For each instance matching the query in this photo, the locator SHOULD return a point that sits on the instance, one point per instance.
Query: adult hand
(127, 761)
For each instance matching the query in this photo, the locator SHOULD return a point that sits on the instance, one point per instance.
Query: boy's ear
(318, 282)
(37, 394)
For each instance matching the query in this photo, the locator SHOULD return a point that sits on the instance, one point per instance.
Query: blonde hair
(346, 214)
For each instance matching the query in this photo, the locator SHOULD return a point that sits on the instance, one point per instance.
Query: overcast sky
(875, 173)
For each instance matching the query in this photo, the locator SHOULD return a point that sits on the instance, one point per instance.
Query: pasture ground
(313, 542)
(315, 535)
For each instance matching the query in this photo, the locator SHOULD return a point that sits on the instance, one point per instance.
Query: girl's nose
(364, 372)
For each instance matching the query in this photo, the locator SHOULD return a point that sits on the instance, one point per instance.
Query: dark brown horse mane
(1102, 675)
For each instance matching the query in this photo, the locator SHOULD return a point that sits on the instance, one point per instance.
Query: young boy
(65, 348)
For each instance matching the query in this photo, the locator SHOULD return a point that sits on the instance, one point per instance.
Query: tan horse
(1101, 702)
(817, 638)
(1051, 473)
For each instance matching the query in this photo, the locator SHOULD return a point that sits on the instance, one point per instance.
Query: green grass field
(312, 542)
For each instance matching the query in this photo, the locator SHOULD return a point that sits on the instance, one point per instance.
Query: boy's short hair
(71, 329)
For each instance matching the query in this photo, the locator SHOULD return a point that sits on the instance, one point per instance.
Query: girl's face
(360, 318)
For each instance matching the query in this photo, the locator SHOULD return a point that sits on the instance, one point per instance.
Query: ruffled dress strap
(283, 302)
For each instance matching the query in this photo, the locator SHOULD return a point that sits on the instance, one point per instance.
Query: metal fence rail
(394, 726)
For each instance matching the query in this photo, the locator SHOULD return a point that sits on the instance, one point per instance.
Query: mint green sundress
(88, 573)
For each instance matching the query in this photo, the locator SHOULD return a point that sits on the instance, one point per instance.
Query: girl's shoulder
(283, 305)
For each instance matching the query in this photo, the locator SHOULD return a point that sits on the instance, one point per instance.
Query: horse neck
•••••
Please list every line in the material that contains the word "hair", copying each such line in full.

Query: blonde hair
Query: boy's short hair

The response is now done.